§ **Extract to read**
----
Supreme Court reaffirms qualified immunity
NJ STATE PBA LEGAL CORNER
By Robert A. Fagella, Esq., Paul L. Kleinbaum, Esq.
The modification or elimination of qualified immunity for law enforcement officers has been one of the hot button issues in the calls for policing reform in New Jersey and throughout the country. The issue has been debated in the NJ State Legislature, in Congress and in the courts. Recently, the U.S. Supreme Court issued two decisions reaffirming the doctrine of qualified immunity for law enforcement officers.
The doctrine of qualified immunity protects law enforcement officers from civil liability as long as their conduct does not violate a clearly established statutory or constitutional right of which a reasonable person would have known. As the Supreme Court has explained in its decisions, qualified immunity protects all but the plainly incompetent or those who knowingly violate the law. Whether a “clearly established” law exists has a very specific meaning according to the court. Qualified immunity applies unless a court has previously decided a prior case with a very similar factual basis as confronted by a law enforcement officer who is facing a challenge to its application. In two opinions, the Supreme Court concluded that the federal appeals court decisions, which held that the officers in those cases were not protected by qualified immunity, violated these settled principles.
In City of Tahlequah, Oklahoma v. Bond, a woman called 9-1-1 with a complaint that her ex-husband was in her garage, was intoxicated and would not leave. She requested police assistance. Three officers responded to the call and were aware that the woman’s ex-husband was intoxicated and would not leave her home. Although the woman’s ex-husband did not live in the home, he kept his tools in the garage. The officers believed that he had something in his hands and asked to pat him down for weapons. The ex-husband refused. When one of the officers took a step toward the doorway of the garage, the ex-husband stepped back and walked toward the back of the garage where his tools were stored. The officers ordered him to stop but he kept walking. He then grabbed a hammer and turned around to face the officers. He grasped the handle of the hammer with both hands as if prepared to swing a baseball bat and swung it up to shoulder level. The officers ordered the individual to drop the hammer. Instead, he raised the hammer behind his head and took a stance as if he intended to throw the hammer or charge at the officers. In response, the officers fired their weapons and killed him.
----
§ **Raw data**
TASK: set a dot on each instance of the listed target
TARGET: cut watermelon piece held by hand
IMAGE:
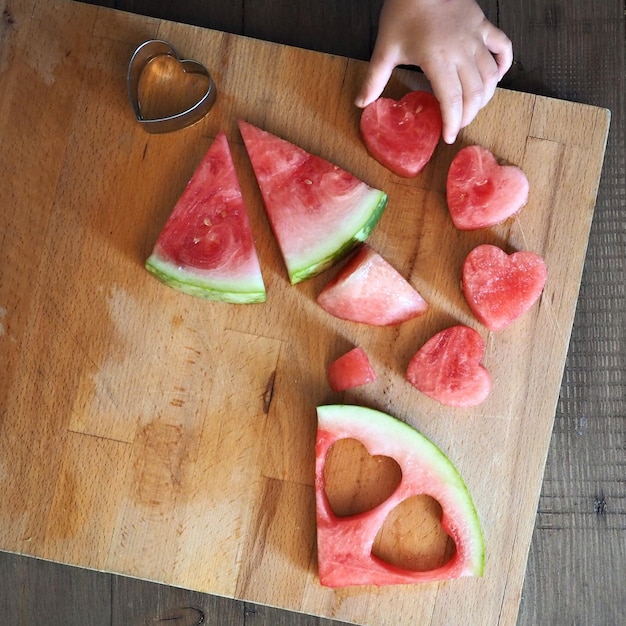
----
§ **Set exercise**
Reproduce the stretch of the qualified immunity article from "The modification or" through "law enforcement officers.", changing "law enforcement officers" to "police officers" each time it occurs.

§ **The output**
The modification or elimination of qualified immunity for police officers has been one of the hot button issues in the calls for policing reform in New Jersey and throughout the country. The issue has been debated in the NJ State Legislature, in Congress and in the courts. Recently, the U.S. Supreme Court issued two decisions reaffirming the doctrine of qualified immunity for police officers.